** start Excerpted records **

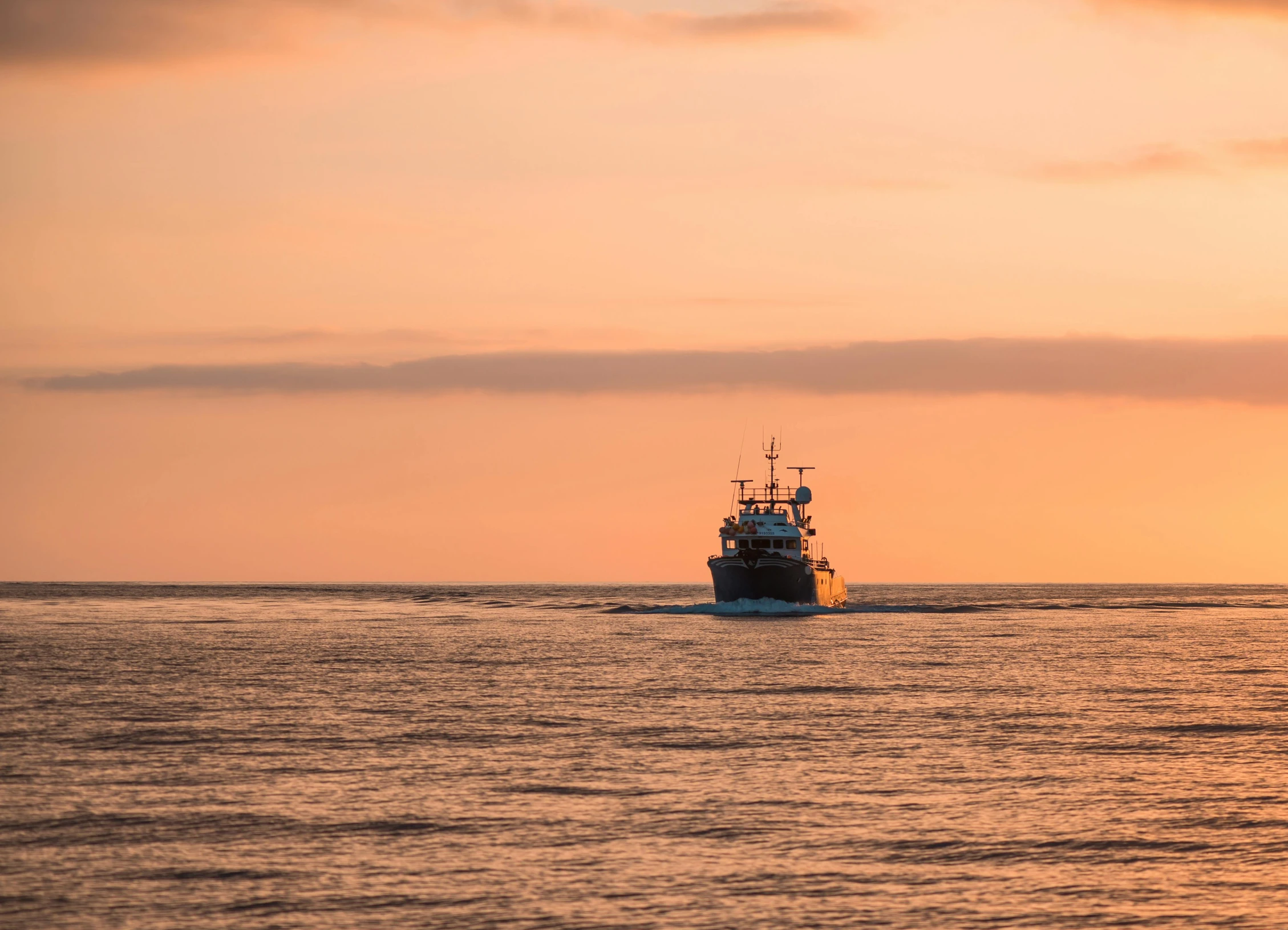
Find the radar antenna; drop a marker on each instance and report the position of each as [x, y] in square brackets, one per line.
[800, 470]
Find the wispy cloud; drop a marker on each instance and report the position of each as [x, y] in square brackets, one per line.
[1220, 7]
[1252, 371]
[59, 31]
[1144, 163]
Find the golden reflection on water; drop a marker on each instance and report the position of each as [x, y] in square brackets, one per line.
[571, 758]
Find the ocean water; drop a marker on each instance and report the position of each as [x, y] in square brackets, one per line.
[557, 757]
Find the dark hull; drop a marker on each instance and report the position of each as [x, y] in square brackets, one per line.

** end Excerpted records **

● Exercise details
Rewrite every one of the records with "marker" swapped for "pin" and nothing else changed, leaving out the pictures.

● Result for this exercise
Find the radar antenna; drop a pin on each instance and report the position of each as [x, y] in square brackets, one per line.
[800, 470]
Find the wispy cloud; drop a pin on each instance and report the position of each as [x, y] in square brackets, one per line.
[1220, 7]
[1252, 371]
[59, 31]
[1144, 163]
Find the golden reflection on water; drop a pin on each instance and report the position of each as [x, y] in square brackets, one per line.
[571, 758]
Find the ocean water; drop a pin on each instance and report the position of each as [x, y] in square brackets, one per line.
[557, 757]
Find the dark hull; drop a pin on each instance and report the position of each as [x, y] in square brackets, one per line.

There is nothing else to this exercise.